### EXERCISE REQUIREMENTS
Please answer from the passage about childhood in Malaysia below: how many years was the rental house the writer's home?

### DOCUMENT EXTRACT
We soon moved into a rental house which would become our house for the next 5 years. Looking at my life today, 5 years seems like nothing. Five years goes by in the blink of an eye before I even know it has passed nowadays! But those years of a person's early life in elementary and middle school seem like decades at the time. When everything is fresh and new in the eyes of a child, years seem endless, like decades almost, as so much development can happen in a year in a child's life that they start the year as one person and end it as another. With that said, the same can happen far into adulthood as well, it's just that we perceive the changes differently the older we get, and we perceive time and the passage of time differently the older we get. And perception, ultimately IS reality, or so I believe...or at least our own perceptions make up the lion's share of our realities, there are some physical facts that can't be changed that easily. The point is, the two decades that have passed as of now for me from the age of 17 to 37 seem like a mere 5 or 6 years to me at this point in my life; however, those happy memories of the 5 years as an elementary school kid I spent growing up in Malaysia seem like I could have easily spent 2 decades worth of time in those experiences, with all the varied experiences and growth I underwent at that time. Like I say, this was just the beginning of said growth for me; however, I would go on to perceive the passage of time and the rate of growth differently in day-to-day life as I got older.

### SUPPLIED RECORDS
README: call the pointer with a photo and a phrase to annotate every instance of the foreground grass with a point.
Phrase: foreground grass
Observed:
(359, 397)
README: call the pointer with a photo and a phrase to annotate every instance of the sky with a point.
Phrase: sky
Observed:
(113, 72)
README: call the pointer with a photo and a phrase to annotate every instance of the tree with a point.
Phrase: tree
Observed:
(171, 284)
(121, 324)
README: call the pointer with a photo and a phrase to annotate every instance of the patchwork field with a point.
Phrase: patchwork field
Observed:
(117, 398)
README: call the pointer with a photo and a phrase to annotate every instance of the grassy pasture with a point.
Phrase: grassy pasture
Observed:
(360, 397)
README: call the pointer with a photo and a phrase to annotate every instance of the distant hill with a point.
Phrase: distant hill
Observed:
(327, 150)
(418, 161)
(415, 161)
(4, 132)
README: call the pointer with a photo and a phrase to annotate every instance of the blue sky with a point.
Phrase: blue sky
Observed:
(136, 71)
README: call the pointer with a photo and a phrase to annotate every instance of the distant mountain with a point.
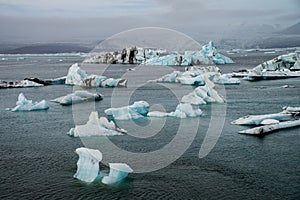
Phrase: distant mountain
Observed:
(295, 29)
(46, 48)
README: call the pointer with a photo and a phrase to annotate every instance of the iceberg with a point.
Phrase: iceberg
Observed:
(258, 119)
(226, 79)
(273, 127)
(117, 172)
(77, 76)
(283, 66)
(87, 164)
(96, 127)
(183, 110)
(78, 97)
(138, 109)
(203, 95)
(23, 105)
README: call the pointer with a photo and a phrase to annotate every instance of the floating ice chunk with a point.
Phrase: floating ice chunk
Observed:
(28, 105)
(183, 110)
(117, 172)
(87, 164)
(269, 121)
(226, 79)
(78, 97)
(77, 76)
(258, 119)
(138, 109)
(96, 127)
(268, 128)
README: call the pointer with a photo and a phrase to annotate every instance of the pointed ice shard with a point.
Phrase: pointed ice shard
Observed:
(117, 172)
(87, 164)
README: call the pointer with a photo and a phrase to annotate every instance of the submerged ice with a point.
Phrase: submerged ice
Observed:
(23, 105)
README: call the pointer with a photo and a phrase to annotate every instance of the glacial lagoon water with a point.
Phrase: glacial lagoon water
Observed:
(38, 160)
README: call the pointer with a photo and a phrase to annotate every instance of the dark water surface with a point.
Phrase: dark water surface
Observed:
(38, 160)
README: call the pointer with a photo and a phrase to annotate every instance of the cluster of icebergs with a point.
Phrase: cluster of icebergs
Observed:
(270, 122)
(151, 56)
(283, 66)
(75, 76)
(88, 167)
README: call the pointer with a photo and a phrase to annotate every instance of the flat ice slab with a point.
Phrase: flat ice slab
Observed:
(96, 127)
(23, 105)
(78, 97)
(117, 172)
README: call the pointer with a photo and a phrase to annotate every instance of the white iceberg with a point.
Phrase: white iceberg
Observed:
(23, 105)
(138, 109)
(203, 95)
(226, 79)
(96, 127)
(117, 172)
(283, 66)
(258, 119)
(77, 76)
(78, 97)
(183, 110)
(269, 128)
(87, 164)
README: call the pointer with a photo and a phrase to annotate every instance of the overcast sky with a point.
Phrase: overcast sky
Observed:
(58, 20)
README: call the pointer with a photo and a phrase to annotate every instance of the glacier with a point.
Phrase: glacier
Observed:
(78, 96)
(87, 164)
(23, 105)
(117, 172)
(138, 109)
(77, 76)
(96, 127)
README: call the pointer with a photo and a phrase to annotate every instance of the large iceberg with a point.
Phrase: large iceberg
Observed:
(152, 56)
(28, 105)
(96, 127)
(138, 109)
(87, 164)
(78, 97)
(77, 76)
(183, 110)
(117, 172)
(283, 66)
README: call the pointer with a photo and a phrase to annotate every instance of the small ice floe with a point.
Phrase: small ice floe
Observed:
(87, 164)
(77, 76)
(270, 122)
(78, 97)
(226, 79)
(273, 127)
(258, 119)
(183, 110)
(23, 105)
(283, 66)
(96, 127)
(138, 109)
(202, 95)
(117, 173)
(288, 86)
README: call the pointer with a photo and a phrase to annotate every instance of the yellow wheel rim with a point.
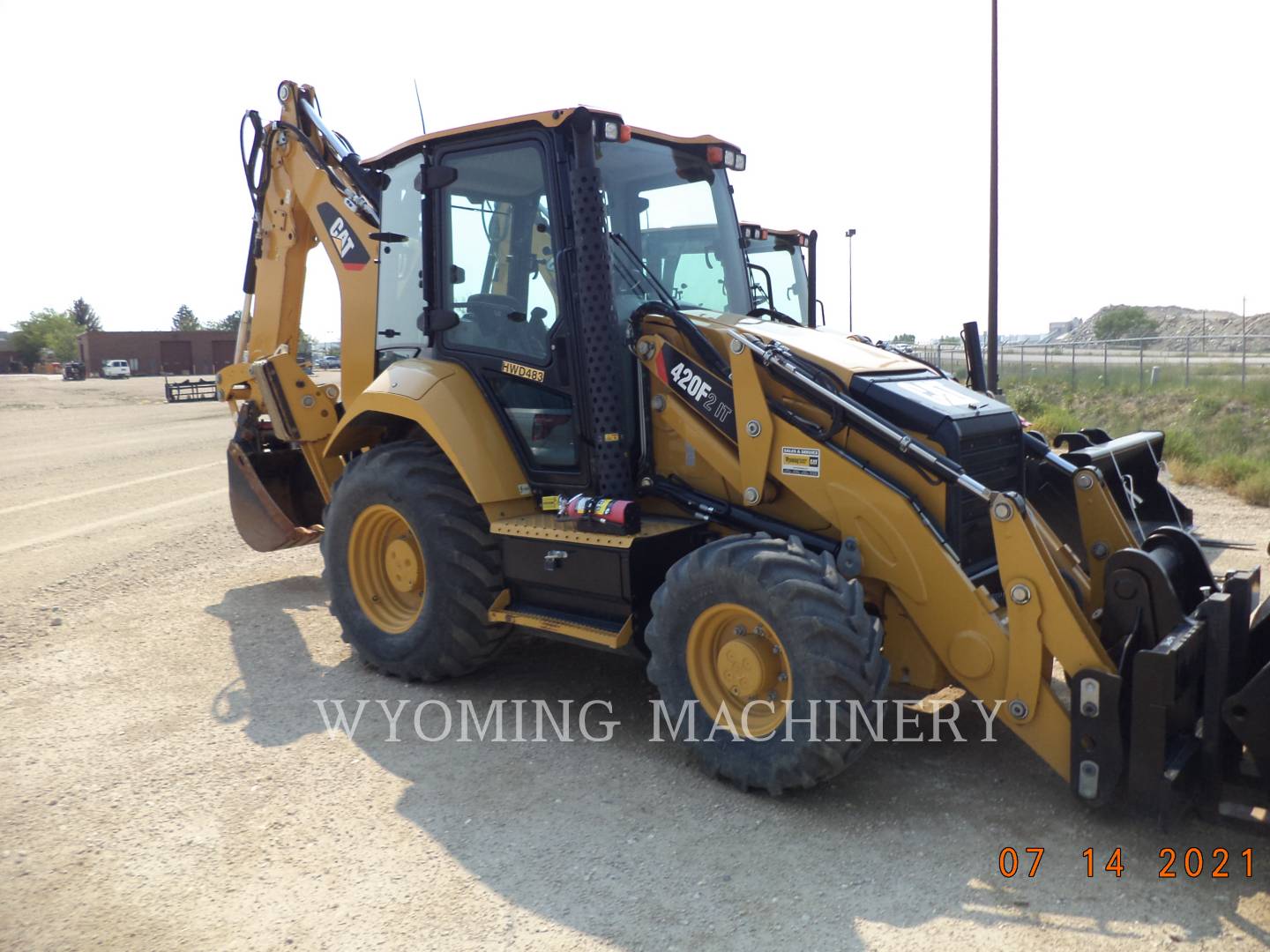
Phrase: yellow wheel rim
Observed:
(386, 569)
(735, 659)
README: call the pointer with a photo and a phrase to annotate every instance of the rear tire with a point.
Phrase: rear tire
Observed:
(811, 614)
(412, 566)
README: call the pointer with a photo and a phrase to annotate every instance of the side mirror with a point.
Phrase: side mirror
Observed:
(436, 319)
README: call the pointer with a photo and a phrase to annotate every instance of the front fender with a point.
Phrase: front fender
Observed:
(444, 401)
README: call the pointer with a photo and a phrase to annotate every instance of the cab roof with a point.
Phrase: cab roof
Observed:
(550, 118)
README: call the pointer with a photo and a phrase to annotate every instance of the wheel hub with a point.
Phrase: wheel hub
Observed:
(386, 568)
(401, 566)
(735, 659)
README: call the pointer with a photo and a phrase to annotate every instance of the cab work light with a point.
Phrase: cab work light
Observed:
(612, 131)
(727, 158)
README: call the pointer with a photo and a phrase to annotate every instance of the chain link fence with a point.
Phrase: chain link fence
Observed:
(1200, 362)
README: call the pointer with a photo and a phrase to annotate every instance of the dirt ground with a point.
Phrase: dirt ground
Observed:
(167, 779)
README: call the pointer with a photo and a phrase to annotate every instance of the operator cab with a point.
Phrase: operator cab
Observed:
(503, 282)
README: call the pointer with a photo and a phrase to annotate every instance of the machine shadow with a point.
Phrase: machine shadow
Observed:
(611, 837)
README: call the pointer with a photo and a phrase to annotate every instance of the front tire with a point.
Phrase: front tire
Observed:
(748, 620)
(412, 566)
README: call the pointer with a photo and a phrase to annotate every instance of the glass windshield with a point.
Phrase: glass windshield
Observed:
(676, 215)
(779, 259)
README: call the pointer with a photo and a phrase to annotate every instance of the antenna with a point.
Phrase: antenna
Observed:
(417, 100)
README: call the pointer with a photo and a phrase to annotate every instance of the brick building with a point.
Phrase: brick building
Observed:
(179, 353)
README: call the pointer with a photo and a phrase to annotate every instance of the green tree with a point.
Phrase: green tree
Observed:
(84, 315)
(184, 319)
(228, 323)
(1117, 323)
(43, 334)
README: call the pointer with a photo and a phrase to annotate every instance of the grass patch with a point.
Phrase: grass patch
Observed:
(1214, 435)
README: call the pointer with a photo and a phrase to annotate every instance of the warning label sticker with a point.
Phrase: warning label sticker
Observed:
(800, 461)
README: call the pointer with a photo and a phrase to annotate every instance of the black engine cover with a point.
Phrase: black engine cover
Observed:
(982, 435)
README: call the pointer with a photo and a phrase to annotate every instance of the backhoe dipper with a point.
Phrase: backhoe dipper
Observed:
(508, 343)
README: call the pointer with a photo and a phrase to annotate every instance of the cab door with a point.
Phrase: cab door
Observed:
(496, 270)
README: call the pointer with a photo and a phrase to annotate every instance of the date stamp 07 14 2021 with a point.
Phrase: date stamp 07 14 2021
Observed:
(1192, 863)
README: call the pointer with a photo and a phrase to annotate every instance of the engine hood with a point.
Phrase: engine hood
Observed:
(842, 353)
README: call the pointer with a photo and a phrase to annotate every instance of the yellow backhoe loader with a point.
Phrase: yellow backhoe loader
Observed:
(818, 516)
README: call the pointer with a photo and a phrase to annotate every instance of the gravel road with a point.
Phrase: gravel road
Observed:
(167, 778)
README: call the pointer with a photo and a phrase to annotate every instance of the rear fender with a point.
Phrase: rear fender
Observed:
(444, 400)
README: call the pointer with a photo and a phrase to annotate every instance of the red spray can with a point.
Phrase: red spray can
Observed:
(602, 514)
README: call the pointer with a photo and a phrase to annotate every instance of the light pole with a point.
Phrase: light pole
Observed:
(851, 314)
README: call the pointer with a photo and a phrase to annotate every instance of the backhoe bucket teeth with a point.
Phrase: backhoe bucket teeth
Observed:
(1131, 466)
(270, 495)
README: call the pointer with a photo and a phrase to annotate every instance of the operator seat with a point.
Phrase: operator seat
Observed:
(489, 325)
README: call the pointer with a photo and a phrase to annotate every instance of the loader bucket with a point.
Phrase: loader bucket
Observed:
(1129, 469)
(1131, 466)
(273, 498)
(1184, 724)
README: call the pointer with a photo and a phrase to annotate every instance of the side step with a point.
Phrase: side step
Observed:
(596, 631)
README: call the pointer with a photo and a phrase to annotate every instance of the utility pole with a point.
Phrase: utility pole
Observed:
(992, 219)
(851, 291)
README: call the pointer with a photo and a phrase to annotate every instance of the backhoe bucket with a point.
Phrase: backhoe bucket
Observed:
(273, 498)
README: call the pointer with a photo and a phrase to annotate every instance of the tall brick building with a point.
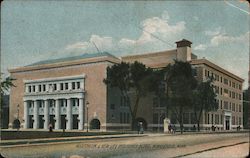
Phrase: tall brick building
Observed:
(70, 93)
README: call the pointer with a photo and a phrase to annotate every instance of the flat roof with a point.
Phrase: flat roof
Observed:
(214, 66)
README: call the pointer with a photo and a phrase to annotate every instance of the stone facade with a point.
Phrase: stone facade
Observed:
(70, 93)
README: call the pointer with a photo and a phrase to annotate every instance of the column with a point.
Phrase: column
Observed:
(69, 115)
(26, 114)
(35, 116)
(82, 84)
(57, 115)
(80, 115)
(46, 114)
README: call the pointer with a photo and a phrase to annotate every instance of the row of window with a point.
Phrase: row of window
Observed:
(158, 118)
(225, 92)
(51, 103)
(215, 119)
(236, 120)
(223, 80)
(230, 106)
(124, 117)
(53, 87)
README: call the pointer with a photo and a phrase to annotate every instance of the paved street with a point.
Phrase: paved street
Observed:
(152, 145)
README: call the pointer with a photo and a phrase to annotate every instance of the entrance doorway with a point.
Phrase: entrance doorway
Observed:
(52, 120)
(41, 121)
(31, 121)
(75, 121)
(95, 124)
(63, 121)
(227, 123)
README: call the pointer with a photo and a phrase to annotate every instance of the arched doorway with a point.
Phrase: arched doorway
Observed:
(16, 124)
(137, 121)
(95, 124)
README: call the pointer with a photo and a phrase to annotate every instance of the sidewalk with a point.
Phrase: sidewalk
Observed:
(18, 142)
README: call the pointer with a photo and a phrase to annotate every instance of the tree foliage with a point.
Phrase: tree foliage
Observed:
(204, 99)
(135, 76)
(180, 85)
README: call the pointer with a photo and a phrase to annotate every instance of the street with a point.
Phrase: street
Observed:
(151, 145)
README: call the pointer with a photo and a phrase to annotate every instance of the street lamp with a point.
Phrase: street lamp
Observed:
(87, 106)
(18, 111)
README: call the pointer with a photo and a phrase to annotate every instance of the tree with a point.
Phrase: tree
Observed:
(246, 109)
(204, 99)
(5, 86)
(127, 76)
(180, 85)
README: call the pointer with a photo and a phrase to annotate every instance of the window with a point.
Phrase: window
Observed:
(54, 87)
(155, 118)
(112, 106)
(207, 118)
(233, 107)
(127, 117)
(40, 88)
(66, 86)
(193, 118)
(225, 105)
(212, 118)
(121, 117)
(73, 85)
(155, 102)
(78, 85)
(216, 119)
(61, 86)
(186, 118)
(233, 85)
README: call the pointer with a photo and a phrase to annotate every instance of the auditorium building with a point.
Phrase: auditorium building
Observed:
(69, 93)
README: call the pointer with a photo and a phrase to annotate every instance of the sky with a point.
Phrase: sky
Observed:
(32, 31)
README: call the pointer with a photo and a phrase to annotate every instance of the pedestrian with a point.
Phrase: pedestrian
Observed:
(138, 127)
(194, 128)
(173, 128)
(169, 128)
(50, 127)
(141, 128)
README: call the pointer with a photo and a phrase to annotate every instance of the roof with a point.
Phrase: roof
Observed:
(218, 68)
(84, 56)
(69, 61)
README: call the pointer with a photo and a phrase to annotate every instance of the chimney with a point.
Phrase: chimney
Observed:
(184, 51)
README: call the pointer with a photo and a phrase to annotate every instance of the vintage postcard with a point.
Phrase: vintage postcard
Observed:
(141, 79)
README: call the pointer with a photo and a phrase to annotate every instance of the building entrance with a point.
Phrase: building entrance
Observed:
(41, 121)
(52, 120)
(75, 121)
(31, 121)
(227, 124)
(63, 121)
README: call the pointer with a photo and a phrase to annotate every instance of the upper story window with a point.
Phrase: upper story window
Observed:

### EXERCISE ANSWER
Five years.